— Start of Source text —

Re: Inquiry: Beyond replication

From: Dr.Matt <fields_at_zip.eecs.umich.edu>
Date: 1998/10/13
Message-ID: <6vv2l3$l9d$1_at_news.eecs.umich.edu>#1/1


In a certain newsgroup called comp.databases.oracle.server, there was a poster called <jh33378_at_deere.com>, for it means John P. Higgins. And the
Lord Bob spoke unto John P. Higgins and bade John P. Higgins relay
<3622CCA4.185A1BB1_at_deere.com> unto the people, saying:

>Maybe an end run will get what you need:
>
>Periodically select the SQL from the cache. Do some stats. See what needs to
>be downloaded.

Yeah, we tried that idea. When a user gets to an ancillary, 50% of the time they're going to key in a unique ID we've never seen before, and I need to satisfy the query--fast, to save gobs of rekeying time. But the stuff tracked at the departmental level still is less than 5% of what's available at the data warehouse, and funds for storage are allocated in accordance with that. Departmental research wants to run CPU-hog queries against only the rows of interest to the department... and all the departments have research functions.

— End of Source text —

Set down, without any change, the passage of the newsgroup post that begins at the words "Yeah, we tried" and stops after "have research functions.". The data bear no relation to the newsgroup post.

— Start of Dataset rows —

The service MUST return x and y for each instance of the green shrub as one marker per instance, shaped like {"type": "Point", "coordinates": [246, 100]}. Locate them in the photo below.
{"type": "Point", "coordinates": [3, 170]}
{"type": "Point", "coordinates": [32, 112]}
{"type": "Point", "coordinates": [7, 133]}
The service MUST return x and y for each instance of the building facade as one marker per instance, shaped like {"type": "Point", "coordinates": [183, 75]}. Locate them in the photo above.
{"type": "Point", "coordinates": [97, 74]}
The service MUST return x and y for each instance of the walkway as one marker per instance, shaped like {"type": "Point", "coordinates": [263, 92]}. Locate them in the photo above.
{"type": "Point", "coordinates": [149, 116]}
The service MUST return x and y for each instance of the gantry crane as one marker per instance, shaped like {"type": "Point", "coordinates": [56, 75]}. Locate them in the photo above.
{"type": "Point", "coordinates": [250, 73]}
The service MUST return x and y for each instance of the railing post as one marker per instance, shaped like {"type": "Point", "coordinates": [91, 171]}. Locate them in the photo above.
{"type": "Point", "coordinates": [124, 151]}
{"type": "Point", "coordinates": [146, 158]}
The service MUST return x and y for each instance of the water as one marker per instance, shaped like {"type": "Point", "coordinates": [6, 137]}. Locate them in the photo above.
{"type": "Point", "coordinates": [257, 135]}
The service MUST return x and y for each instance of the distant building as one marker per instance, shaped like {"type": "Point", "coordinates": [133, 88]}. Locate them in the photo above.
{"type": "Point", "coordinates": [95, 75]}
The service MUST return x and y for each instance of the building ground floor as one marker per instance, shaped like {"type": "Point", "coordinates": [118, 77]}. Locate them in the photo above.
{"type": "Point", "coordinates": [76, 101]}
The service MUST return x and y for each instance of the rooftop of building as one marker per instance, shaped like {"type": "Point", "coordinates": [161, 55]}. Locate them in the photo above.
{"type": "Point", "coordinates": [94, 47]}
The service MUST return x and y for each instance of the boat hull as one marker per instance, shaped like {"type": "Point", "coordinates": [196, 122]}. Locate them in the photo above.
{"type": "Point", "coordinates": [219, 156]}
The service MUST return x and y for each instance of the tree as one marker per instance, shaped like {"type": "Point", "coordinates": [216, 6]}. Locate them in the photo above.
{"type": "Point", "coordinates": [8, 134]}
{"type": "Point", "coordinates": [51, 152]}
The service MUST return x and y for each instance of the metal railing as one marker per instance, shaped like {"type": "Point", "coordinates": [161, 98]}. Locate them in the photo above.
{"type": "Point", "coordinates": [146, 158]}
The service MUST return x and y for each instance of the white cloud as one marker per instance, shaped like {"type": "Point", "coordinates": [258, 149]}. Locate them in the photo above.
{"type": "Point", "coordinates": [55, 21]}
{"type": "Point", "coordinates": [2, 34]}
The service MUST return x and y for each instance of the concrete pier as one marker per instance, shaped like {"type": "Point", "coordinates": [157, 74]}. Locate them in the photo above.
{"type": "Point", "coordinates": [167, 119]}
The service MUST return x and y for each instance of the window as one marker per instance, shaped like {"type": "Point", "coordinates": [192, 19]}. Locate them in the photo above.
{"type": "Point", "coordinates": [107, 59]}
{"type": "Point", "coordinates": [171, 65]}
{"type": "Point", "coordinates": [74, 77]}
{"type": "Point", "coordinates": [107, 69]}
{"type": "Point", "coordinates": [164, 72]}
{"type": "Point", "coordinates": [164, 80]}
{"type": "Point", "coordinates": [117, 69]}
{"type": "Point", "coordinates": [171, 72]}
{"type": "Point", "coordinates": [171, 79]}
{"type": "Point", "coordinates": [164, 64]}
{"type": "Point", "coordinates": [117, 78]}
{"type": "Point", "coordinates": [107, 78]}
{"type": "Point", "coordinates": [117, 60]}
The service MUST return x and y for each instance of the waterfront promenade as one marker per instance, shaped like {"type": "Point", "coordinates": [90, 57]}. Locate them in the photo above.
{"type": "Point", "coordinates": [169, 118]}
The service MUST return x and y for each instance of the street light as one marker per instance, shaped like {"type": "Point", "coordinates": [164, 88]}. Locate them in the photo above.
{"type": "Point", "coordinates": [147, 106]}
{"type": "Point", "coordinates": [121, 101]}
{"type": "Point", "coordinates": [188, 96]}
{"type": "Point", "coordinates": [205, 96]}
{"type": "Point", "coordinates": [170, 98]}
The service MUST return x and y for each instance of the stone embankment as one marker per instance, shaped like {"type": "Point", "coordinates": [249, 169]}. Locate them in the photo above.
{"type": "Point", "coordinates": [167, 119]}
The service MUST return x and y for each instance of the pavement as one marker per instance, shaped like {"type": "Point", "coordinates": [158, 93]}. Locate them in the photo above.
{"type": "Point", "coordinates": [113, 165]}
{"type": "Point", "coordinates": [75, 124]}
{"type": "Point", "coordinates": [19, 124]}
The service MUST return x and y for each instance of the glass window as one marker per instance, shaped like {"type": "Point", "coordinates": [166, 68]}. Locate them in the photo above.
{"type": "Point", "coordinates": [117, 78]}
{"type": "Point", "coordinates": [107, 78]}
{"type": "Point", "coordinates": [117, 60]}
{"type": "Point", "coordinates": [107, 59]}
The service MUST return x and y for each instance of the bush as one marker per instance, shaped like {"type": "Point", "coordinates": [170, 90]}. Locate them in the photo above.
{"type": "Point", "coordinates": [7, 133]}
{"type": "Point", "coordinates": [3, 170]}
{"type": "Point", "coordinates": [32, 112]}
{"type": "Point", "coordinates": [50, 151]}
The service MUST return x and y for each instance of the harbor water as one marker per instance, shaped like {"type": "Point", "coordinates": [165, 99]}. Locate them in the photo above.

— End of Dataset rows —

* [Exercise output]
Yeah, we tried that idea. When a user gets to an ancillary, 50% of the time they're going to key in a unique ID we've never seen before, and I need to satisfy the query--fast, to save gobs of rekeying time. But the stuff tracked at the departmental level still is less than 5% of what's available at the data warehouse, and funds for storage are allocated in accordance with that. Departmental research wants to run CPU-hog queries against only the rows of interest to the department... and all the departments have research functions.